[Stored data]
○ ○ ○ ○

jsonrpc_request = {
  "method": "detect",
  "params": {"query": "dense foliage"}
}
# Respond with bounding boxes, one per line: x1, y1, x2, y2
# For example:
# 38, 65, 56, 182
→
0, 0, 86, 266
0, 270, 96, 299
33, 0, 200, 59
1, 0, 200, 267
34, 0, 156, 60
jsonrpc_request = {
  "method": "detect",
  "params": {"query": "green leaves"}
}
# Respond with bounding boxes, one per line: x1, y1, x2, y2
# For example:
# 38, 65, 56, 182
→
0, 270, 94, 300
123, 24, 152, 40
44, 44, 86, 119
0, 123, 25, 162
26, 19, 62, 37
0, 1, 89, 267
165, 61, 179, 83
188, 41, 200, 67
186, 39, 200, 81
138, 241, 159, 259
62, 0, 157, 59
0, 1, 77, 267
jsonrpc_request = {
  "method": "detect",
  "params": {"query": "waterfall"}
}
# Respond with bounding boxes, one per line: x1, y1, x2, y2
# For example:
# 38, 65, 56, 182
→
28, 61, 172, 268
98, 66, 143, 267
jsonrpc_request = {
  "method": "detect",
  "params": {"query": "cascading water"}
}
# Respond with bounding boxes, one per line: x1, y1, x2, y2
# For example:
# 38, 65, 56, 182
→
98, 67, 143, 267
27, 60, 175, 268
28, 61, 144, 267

○ ○ ○ ○

*WHAT THE EXERCISE ASKS*:
Find and copy every line in the entries above where the string "params" occurs.

*RESPONSE TO THIS EXERCISE*:
  "params": {"query": "dense foliage"}
  "params": {"query": "green leaves"}
  "params": {"query": "waterfall"}
  "params": {"query": "cascading water"}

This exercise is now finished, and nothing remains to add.